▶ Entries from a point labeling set
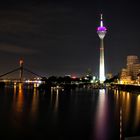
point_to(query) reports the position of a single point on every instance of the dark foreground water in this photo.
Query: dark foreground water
(84, 114)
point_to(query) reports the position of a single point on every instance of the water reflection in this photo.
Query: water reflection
(101, 117)
(34, 105)
(68, 114)
(137, 115)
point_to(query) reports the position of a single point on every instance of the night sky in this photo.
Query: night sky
(59, 37)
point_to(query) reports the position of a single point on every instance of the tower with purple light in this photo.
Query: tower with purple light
(101, 31)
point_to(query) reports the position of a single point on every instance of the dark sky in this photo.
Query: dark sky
(59, 37)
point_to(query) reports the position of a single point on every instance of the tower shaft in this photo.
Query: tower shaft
(101, 31)
(102, 65)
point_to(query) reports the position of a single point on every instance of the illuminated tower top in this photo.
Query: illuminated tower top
(101, 28)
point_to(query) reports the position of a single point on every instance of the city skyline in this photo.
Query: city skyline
(58, 38)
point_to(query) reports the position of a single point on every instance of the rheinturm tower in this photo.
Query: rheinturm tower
(101, 31)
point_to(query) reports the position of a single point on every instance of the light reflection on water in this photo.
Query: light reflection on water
(137, 115)
(101, 117)
(69, 113)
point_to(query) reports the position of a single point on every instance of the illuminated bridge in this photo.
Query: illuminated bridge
(20, 79)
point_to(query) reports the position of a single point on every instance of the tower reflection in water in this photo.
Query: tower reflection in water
(101, 117)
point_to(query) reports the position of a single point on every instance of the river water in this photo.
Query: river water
(81, 114)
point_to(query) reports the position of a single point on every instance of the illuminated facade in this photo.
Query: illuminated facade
(101, 31)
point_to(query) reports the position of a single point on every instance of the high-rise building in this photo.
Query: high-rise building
(101, 31)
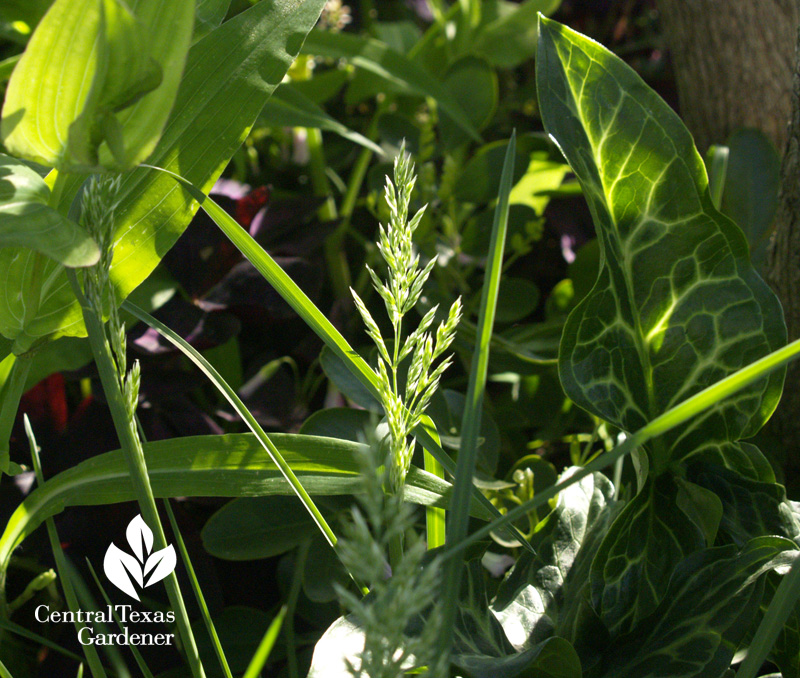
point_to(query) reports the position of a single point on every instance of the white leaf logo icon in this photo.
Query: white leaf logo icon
(146, 569)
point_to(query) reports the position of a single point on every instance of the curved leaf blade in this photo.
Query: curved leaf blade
(229, 75)
(677, 305)
(211, 466)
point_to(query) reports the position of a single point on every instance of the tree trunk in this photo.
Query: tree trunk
(784, 275)
(733, 64)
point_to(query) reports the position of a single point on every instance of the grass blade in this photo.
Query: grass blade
(211, 466)
(134, 650)
(781, 606)
(92, 658)
(265, 646)
(679, 414)
(198, 593)
(317, 321)
(435, 519)
(471, 420)
(208, 369)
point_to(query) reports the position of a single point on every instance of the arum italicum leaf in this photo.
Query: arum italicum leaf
(26, 220)
(97, 82)
(229, 75)
(677, 305)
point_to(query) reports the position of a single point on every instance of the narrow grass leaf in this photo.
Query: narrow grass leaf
(212, 466)
(208, 369)
(198, 593)
(781, 606)
(289, 107)
(90, 651)
(435, 518)
(13, 374)
(471, 420)
(317, 321)
(134, 650)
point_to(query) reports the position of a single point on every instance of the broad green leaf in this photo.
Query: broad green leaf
(510, 39)
(702, 506)
(210, 466)
(289, 107)
(398, 71)
(548, 592)
(677, 305)
(208, 15)
(257, 527)
(228, 77)
(750, 189)
(473, 84)
(105, 103)
(317, 321)
(646, 542)
(710, 603)
(27, 220)
(749, 508)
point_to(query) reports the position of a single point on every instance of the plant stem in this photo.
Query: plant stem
(291, 605)
(134, 455)
(90, 651)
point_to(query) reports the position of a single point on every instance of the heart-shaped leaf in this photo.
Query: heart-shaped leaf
(677, 305)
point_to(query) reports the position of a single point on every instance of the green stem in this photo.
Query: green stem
(134, 455)
(291, 606)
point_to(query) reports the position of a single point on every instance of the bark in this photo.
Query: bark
(784, 275)
(733, 62)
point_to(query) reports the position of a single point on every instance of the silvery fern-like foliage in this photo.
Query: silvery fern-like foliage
(400, 293)
(98, 207)
(397, 603)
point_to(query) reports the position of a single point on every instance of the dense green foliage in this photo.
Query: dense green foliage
(658, 348)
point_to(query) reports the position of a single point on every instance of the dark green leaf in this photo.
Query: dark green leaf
(548, 592)
(709, 605)
(257, 527)
(646, 542)
(677, 305)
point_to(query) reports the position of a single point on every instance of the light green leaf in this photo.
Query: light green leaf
(210, 466)
(26, 220)
(711, 602)
(105, 102)
(397, 70)
(229, 75)
(208, 14)
(548, 592)
(289, 107)
(677, 305)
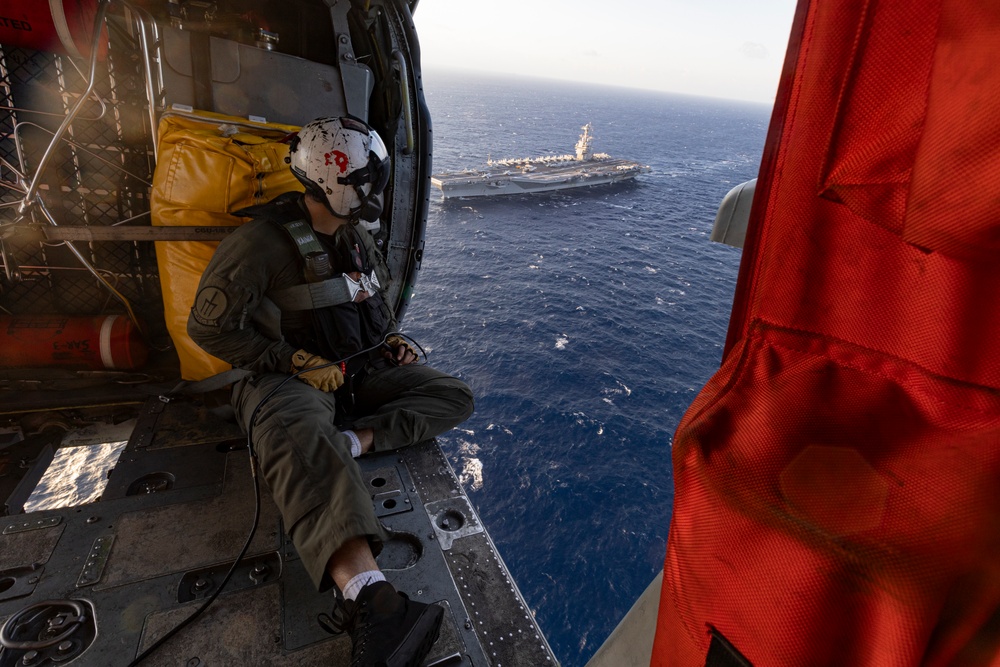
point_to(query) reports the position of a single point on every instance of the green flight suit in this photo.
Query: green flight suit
(304, 458)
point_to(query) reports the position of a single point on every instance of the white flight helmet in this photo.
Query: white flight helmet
(344, 163)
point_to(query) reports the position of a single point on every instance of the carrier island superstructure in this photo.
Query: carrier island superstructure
(540, 174)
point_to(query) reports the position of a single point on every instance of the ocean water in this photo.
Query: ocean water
(585, 322)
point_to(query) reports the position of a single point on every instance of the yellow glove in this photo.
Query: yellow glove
(324, 379)
(400, 358)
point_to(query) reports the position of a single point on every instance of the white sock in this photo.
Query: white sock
(359, 581)
(355, 443)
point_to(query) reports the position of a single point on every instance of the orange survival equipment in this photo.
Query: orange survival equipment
(837, 482)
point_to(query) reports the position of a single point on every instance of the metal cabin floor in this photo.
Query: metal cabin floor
(98, 583)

▶ WORK TO COMPLETE
Reproduce every one of the entries above word for word, leaving out the pictures.

▶ SOLUTION TO THE EXERCISE
point_to(query) reports the position of a single point on every instance of the dark foreground water in this photo.
Query: dark foreground water
(84, 114)
point_to(query) reports the position of a single point on every instance of the water reflection in this photo.
Query: water reflection
(101, 117)
(34, 105)
(68, 114)
(137, 115)
point_to(query) reports the position of a single point on every instance of the night sky in this photo.
Query: night sky
(59, 37)
point_to(query) reports the position of a single point on every instance of the tower with purple light in this photo.
Query: tower with purple light
(101, 31)
point_to(query) reports the position of a single point on every instance of the dark sky in this photo.
Query: dark sky
(59, 37)
point_to(query) reports the position of a single point on every instance of the tower shaft in this photo.
Query: tower shaft
(101, 31)
(102, 65)
point_to(query) reports the position of a single point on every instance of the illuminated tower top in this photo.
Query: illuminated tower top
(101, 28)
point_to(query) reports the position of a single point on every instance of the city skyline in this photo.
Query: city skyline
(58, 38)
point_to(query) reports the position of a single point on every instance of the rheinturm tower in this photo.
Query: rheinturm tower
(101, 31)
point_to(query) reports the position of a single point on every instance of the light reflection on water in this photo.
Query: light reflection on water
(137, 115)
(101, 117)
(69, 113)
point_to(query) reports the position of a single point on every instance of the illuminated bridge in this photo.
Query: illuminated bridge
(20, 79)
point_to(query) reports the position of a single point on every instance of the tower reflection in water in this photo.
Query: tower reflection in water
(101, 117)
point_to(query) reports the position of a single point on every instance of the river water in this photo.
Query: river water
(81, 114)
point_to(query) reports the position of a single point on every instance of the illuminated facade in this photo.
Query: illuminated facade
(101, 31)
point_to(query) reports the position of a single point on every instance of the high-rise building in this photo.
Query: high-rise building
(101, 31)
point_to(query) reports the position of a single point on every instance of the white leaf logo icon in this photo.
Query: white leaf logo icon
(146, 569)
point_to(query) reports the position of a single point on every instance of the curved leaf blade in this photo.
Query: curved leaf blade
(229, 75)
(677, 305)
(211, 466)
point_to(query) reports the position of a single point on every instance of the tree trunk in this photo.
Query: tree trunk
(784, 275)
(733, 64)
point_to(query) reports the position of a single point on every instance of the grass blade in this photo.
Query: grass blade
(211, 466)
(134, 650)
(781, 606)
(92, 658)
(265, 646)
(679, 414)
(198, 593)
(317, 321)
(435, 519)
(471, 420)
(208, 369)
point_to(query) reports the position of a single point on every instance of the arum italicum leaf in this photo.
Query: arum italicum leaf
(26, 220)
(97, 82)
(229, 75)
(677, 305)
point_to(query) reports the position of a single point on every instance of the narrow grass leaf in this photo.
Query: narrow grass leaf
(212, 466)
(208, 369)
(198, 593)
(781, 606)
(289, 107)
(90, 651)
(435, 518)
(13, 374)
(471, 420)
(317, 321)
(134, 650)
point_to(query) reports the position of a single point on every instance of the broad green leaf in this photo.
Query: broad green leaf
(510, 39)
(702, 506)
(210, 466)
(289, 107)
(398, 71)
(548, 592)
(677, 305)
(208, 15)
(257, 527)
(228, 77)
(750, 189)
(473, 84)
(105, 103)
(317, 321)
(646, 542)
(710, 603)
(27, 220)
(749, 508)
point_to(query) reports the position of a single point on every instance of the plant stem in this photo.
Query: plant stem
(291, 605)
(134, 455)
(90, 651)
point_to(query) reports the position of a single point on every instance of the heart-shaped leaf in this photo.
Query: heart-shaped leaf
(677, 305)
point_to(query) reports the position of a single point on every instance of the green stem in this photo.
Query: green stem
(134, 455)
(291, 606)
point_to(query) reports the position of a single point on every instance of the bark in this photo.
Query: bark
(784, 275)
(733, 62)
point_to(query) reports the position of a single point on every instance of the silvery fern-like foliage in this photo.
Query: silvery fern-like foliage
(400, 293)
(98, 207)
(397, 603)
point_to(query) reports the position of a single point on every instance of the dense green foliage in this photo.
Query: dense green foliage
(658, 348)
point_to(query) reports the position of a single point on every instance of the dark green leaf in this photo.
Query: dark green leaf
(548, 592)
(709, 605)
(257, 527)
(646, 542)
(677, 305)
point_to(query) reports the position of a single point on every instance of the light green leaf in this photo.
Query: light green leaf
(210, 466)
(26, 220)
(711, 602)
(105, 102)
(397, 70)
(229, 75)
(208, 14)
(548, 592)
(289, 107)
(677, 305)
point_to(query) reports the position of a single point on every instance of the green flight suit in this photo.
Query: green flight suit
(304, 458)
point_to(query) reports the position of a single point on every instance of the white flight helmet in this photo.
Query: white flight helmet
(344, 163)
point_to(query) reports the position of a single point on every instance of the carrier island superstructure in this photo.
Query: carrier island superstructure
(540, 174)
point_to(query) reports the position of a single point on every instance of the ocean water in this photo.
Query: ocean water
(585, 322)
point_to(query) reports the position of a single point on every instance of the yellow glove in this photo.
Query: yellow glove
(324, 379)
(400, 358)
point_to(query) reports the position of a single point on every instance of the white sock in this photo.
Query: white sock
(359, 581)
(355, 443)
point_to(query) reports the position of a single point on every instance of the orange survival equipment in this photo.
Query: orange survival equipment
(837, 482)
point_to(query) reports the position of a single point on every instance of the metal cabin floor in this photo.
Query: metal cabin floor
(98, 583)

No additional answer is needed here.